• _GIVEN INSTRUCTION_
Swap "noun phrase" for "search phrase" everywhere in the lines below, and leave everything else as it is.

=-=-=

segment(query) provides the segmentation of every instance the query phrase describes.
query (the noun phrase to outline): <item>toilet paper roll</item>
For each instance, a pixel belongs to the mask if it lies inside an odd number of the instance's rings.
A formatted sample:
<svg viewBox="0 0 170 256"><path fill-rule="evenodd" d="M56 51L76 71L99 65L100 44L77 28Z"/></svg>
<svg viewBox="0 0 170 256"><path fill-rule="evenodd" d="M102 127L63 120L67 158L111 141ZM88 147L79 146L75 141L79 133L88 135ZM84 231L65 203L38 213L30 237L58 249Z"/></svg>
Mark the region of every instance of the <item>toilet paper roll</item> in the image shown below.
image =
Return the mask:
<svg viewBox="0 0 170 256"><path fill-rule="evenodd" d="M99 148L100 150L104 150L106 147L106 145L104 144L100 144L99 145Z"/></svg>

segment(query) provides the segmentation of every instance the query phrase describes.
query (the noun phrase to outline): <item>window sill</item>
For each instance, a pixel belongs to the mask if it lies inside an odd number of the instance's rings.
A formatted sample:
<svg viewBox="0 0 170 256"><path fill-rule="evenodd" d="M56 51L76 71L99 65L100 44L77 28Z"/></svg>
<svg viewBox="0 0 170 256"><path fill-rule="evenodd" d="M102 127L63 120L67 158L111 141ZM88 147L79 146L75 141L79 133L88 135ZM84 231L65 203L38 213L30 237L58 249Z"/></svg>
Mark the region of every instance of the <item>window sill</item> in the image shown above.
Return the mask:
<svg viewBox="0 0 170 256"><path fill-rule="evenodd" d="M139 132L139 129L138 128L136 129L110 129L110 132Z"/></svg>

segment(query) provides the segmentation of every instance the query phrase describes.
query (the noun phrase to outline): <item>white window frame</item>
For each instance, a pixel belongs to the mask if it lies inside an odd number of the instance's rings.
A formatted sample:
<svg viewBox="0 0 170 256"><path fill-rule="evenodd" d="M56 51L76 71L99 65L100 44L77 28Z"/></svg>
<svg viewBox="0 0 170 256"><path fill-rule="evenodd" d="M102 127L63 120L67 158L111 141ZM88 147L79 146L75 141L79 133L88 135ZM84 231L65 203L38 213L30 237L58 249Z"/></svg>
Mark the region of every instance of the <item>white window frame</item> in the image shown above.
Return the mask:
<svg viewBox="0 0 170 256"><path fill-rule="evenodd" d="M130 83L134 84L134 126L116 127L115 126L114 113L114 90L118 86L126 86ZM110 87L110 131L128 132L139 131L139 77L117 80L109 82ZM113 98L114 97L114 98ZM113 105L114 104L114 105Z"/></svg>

=-=-=

• _SOLUTION_
segment(query) provides the segmentation of every instance the query phrase describes.
query (the search phrase to outline): <item>toilet paper roll</item>
For each instance, a pixel belongs to the mask if it lies inside an odd number of the instance's rings.
A formatted sample:
<svg viewBox="0 0 170 256"><path fill-rule="evenodd" d="M56 51L76 71L99 65L100 44L77 28Z"/></svg>
<svg viewBox="0 0 170 256"><path fill-rule="evenodd" d="M102 127L63 120L67 158L111 141ZM88 147L79 146L75 141L79 133L88 135ZM84 231L65 203L38 213L30 237L58 249Z"/></svg>
Mark the region of every instance of the <item>toilet paper roll</item> in the image shown below.
image =
Return the mask:
<svg viewBox="0 0 170 256"><path fill-rule="evenodd" d="M99 148L100 150L104 150L106 147L106 145L104 144L100 144L99 145Z"/></svg>

segment(query) provides the segmentation of every instance the query phrase describes.
query (the search phrase to outline): <item>window sill</item>
For each instance, a pixel belongs to the mask if it lies inside an odd number of the instance's rings.
A formatted sample:
<svg viewBox="0 0 170 256"><path fill-rule="evenodd" d="M56 51L76 71L99 65L100 44L77 28Z"/></svg>
<svg viewBox="0 0 170 256"><path fill-rule="evenodd" d="M102 127L63 120L67 158L111 141ZM88 147L79 146L75 141L79 133L88 135ZM84 231L65 203L38 213L30 237L58 249Z"/></svg>
Mark the region of every instance of the <item>window sill</item> in the image shown above.
Return the mask:
<svg viewBox="0 0 170 256"><path fill-rule="evenodd" d="M139 132L139 129L138 128L136 129L110 129L110 132Z"/></svg>

segment(query) provides the segmentation of every instance the query phrase describes.
query (the search phrase to outline): <item>white window frame</item>
For each instance, a pixel belongs to the mask if it lies inside an odd number of the instance's rings.
A formatted sample:
<svg viewBox="0 0 170 256"><path fill-rule="evenodd" d="M56 51L76 71L99 65L100 44L77 28Z"/></svg>
<svg viewBox="0 0 170 256"><path fill-rule="evenodd" d="M102 127L63 120L67 158L111 141ZM88 147L79 146L75 141L79 133L88 135ZM84 231L65 203L38 213L30 237L58 249Z"/></svg>
Mark the region of every instance of the <item>white window frame</item> in the image shown above.
Return the mask:
<svg viewBox="0 0 170 256"><path fill-rule="evenodd" d="M130 83L134 84L134 126L116 127L115 126L114 113L114 90L118 86L126 86ZM110 87L110 131L128 132L139 131L139 77L117 80L109 82ZM113 98L114 97L114 98ZM113 105L114 104L114 105Z"/></svg>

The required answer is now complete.